Rename "work glove" to "safety glove" in everything from the line containing "Please place a point on every instance of the white work" down to the last of the lines below. Reproduce only that span, with no other changes.

◆ **MATERIAL FOR THIS EXERCISE**:
┄┄┄┄┄┄┄┄┄┄┄┄┄┄┄┄┄┄┄┄

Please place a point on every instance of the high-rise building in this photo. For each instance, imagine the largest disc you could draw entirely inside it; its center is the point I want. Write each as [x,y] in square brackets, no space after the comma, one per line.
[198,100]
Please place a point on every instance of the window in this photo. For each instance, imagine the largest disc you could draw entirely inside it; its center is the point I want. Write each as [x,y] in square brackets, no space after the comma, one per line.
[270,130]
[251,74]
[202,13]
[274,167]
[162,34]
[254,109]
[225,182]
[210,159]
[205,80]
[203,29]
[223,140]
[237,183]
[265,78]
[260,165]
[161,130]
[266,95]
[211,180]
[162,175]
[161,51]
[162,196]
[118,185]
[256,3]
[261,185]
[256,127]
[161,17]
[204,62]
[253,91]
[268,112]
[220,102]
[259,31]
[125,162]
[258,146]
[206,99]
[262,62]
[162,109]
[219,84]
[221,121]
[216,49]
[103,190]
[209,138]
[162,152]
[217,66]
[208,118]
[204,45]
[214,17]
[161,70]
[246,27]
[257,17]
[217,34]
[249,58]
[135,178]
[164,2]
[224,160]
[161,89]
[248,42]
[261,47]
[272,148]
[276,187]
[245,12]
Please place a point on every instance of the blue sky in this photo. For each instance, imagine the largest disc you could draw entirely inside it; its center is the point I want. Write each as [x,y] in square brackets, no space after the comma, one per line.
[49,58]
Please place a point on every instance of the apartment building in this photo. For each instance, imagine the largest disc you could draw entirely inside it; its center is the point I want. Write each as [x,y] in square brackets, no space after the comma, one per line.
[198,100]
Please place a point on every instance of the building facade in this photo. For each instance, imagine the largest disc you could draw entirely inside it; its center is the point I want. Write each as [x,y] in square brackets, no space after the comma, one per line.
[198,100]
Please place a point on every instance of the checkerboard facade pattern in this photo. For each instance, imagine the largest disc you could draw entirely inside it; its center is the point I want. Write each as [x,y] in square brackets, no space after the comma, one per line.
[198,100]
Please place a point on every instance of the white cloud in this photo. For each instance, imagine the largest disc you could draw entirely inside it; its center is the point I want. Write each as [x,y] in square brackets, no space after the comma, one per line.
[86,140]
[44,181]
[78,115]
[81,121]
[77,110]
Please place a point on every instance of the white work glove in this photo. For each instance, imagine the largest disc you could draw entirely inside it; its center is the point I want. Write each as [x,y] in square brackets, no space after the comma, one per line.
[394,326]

┄┄┄┄┄┄┄┄┄┄┄┄┄┄┄┄┄┄┄┄

◆ **TASK ANSWER**:
Please place a point on every instance of the white safety glove in this photo. For each instance, imagine the largest disc you could draw entirely inside it; its center is the point I want. Write each as [x,y] in square brackets, no space after the comma, one per line.
[394,326]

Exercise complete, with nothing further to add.